THE RECORDS START
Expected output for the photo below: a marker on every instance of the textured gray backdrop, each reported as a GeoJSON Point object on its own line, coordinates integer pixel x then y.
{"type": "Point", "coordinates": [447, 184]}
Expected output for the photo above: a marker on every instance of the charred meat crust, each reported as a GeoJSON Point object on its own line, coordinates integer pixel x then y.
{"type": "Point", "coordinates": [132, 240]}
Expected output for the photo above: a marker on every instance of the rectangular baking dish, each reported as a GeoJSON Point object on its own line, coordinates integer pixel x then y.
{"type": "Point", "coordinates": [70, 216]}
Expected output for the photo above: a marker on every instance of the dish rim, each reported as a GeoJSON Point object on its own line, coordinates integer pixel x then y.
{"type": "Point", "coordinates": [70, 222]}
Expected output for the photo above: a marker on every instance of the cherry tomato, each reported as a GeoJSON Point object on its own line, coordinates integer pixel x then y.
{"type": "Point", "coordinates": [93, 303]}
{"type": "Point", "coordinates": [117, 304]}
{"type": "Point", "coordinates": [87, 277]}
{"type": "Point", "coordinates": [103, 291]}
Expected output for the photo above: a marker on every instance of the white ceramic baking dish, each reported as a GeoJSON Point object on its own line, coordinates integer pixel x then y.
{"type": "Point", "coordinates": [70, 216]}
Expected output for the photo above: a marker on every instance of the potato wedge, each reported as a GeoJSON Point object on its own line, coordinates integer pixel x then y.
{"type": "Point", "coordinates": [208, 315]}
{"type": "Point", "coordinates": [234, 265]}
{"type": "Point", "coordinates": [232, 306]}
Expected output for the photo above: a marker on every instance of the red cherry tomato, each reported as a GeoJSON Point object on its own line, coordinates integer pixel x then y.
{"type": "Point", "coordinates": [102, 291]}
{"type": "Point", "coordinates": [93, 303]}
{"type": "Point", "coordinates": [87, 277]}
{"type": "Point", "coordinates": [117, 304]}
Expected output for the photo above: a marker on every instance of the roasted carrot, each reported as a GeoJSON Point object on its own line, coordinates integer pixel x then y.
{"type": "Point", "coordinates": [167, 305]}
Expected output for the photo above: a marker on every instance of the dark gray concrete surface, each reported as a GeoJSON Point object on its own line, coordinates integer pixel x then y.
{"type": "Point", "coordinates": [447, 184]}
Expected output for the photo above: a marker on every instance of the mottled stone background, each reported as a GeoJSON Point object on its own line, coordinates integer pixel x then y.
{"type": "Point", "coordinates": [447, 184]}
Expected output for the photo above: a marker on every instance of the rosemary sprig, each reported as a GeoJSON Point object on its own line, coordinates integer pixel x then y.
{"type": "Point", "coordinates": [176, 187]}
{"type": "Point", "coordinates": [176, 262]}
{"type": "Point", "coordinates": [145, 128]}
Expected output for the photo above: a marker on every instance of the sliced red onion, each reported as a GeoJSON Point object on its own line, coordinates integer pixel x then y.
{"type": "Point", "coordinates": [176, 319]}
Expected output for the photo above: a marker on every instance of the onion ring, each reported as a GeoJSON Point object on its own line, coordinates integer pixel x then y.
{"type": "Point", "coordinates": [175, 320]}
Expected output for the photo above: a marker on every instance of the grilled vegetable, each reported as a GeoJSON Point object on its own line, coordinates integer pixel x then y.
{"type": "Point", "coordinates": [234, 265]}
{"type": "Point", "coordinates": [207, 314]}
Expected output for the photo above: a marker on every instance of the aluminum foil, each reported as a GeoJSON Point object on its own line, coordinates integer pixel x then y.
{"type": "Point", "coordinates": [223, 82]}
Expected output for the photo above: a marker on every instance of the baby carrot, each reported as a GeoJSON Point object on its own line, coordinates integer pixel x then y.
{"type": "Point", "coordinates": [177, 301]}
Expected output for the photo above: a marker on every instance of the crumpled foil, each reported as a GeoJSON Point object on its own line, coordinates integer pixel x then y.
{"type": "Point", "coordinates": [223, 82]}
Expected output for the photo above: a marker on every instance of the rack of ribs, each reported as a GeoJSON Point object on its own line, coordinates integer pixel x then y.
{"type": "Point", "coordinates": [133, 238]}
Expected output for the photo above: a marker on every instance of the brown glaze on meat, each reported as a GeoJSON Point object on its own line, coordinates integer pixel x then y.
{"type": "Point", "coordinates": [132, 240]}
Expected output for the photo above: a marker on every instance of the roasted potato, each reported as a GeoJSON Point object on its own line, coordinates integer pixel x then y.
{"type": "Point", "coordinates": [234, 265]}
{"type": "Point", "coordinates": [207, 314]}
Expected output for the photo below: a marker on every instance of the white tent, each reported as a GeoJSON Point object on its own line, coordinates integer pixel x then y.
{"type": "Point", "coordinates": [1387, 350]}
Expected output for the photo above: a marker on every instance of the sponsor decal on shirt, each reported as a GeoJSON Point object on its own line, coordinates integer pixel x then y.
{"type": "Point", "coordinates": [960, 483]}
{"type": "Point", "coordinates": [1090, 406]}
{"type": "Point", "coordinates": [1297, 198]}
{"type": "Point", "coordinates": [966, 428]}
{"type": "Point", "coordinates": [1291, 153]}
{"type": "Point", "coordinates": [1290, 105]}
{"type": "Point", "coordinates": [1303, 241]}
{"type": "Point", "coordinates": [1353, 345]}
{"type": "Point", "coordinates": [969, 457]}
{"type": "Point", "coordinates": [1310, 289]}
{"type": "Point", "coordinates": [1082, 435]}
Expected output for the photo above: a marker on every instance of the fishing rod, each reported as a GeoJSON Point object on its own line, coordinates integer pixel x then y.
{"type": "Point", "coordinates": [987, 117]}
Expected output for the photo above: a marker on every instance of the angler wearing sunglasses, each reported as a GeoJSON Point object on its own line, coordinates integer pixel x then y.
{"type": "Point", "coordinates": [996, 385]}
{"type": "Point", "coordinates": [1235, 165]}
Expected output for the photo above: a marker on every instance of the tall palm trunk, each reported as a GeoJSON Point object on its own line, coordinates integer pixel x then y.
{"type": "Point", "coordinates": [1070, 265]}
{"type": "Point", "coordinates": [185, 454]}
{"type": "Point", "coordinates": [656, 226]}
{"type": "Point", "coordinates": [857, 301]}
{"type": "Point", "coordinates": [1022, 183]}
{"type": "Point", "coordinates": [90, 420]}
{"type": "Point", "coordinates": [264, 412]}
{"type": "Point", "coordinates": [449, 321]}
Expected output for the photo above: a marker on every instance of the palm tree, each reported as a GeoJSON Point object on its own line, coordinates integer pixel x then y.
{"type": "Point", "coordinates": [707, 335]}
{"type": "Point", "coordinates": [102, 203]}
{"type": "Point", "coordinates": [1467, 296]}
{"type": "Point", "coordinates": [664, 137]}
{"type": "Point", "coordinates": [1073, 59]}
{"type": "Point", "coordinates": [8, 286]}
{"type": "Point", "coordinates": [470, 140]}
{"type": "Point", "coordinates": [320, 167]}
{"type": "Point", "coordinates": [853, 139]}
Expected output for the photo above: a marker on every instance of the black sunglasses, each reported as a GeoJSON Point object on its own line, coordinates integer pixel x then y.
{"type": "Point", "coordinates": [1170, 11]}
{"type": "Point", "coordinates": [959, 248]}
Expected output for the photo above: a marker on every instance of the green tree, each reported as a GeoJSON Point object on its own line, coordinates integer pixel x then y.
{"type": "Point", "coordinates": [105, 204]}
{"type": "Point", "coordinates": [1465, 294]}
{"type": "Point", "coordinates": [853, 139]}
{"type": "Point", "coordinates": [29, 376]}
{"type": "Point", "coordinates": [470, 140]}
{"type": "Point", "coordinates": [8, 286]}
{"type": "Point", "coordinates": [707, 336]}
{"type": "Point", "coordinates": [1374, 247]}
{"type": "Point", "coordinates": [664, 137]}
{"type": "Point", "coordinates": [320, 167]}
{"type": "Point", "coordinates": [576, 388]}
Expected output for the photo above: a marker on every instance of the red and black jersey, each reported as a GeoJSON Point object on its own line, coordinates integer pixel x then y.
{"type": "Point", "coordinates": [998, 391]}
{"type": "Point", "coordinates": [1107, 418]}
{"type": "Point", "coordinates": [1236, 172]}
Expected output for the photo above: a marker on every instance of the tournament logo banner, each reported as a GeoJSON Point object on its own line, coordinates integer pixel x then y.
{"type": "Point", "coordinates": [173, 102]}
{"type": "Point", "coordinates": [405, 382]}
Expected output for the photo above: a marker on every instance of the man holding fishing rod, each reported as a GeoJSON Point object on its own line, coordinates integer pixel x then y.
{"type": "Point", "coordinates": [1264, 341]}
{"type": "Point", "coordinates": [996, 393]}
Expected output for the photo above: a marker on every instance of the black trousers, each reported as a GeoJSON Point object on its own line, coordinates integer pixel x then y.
THE RECORDS END
Print only the lines running from the one with "of the tournament" to the final line of the data above, each exactly as it appears.

Expected output for the photo above: a marker on every instance of the tournament logo banner, each reported as a GeoJSON Point object on its own line, coordinates integer pixel x then y.
{"type": "Point", "coordinates": [173, 102]}
{"type": "Point", "coordinates": [405, 382]}
Expected output for the photo above: a marker on every instance of the man holding fishing rod, each reported as a GeoJSON Point object on its own line, coordinates integer pixel x then y.
{"type": "Point", "coordinates": [1264, 341]}
{"type": "Point", "coordinates": [996, 393]}
Expected output for the photo above: a marker on every instance of the black trousers, each reported as a GeoJSON Point object on its own line, coordinates integer pixel x then y.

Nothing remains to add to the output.